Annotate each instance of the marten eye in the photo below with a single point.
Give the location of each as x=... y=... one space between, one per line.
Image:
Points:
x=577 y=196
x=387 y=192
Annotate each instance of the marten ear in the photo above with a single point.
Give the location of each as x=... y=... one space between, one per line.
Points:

━━━━━━

## About this task
Write out every line of the data that holds the word "Annotate".

## Answer below
Annotate each instance of the marten eye in the photo below with a single point.
Annotate each instance of the marten ear in the photo above with a single point.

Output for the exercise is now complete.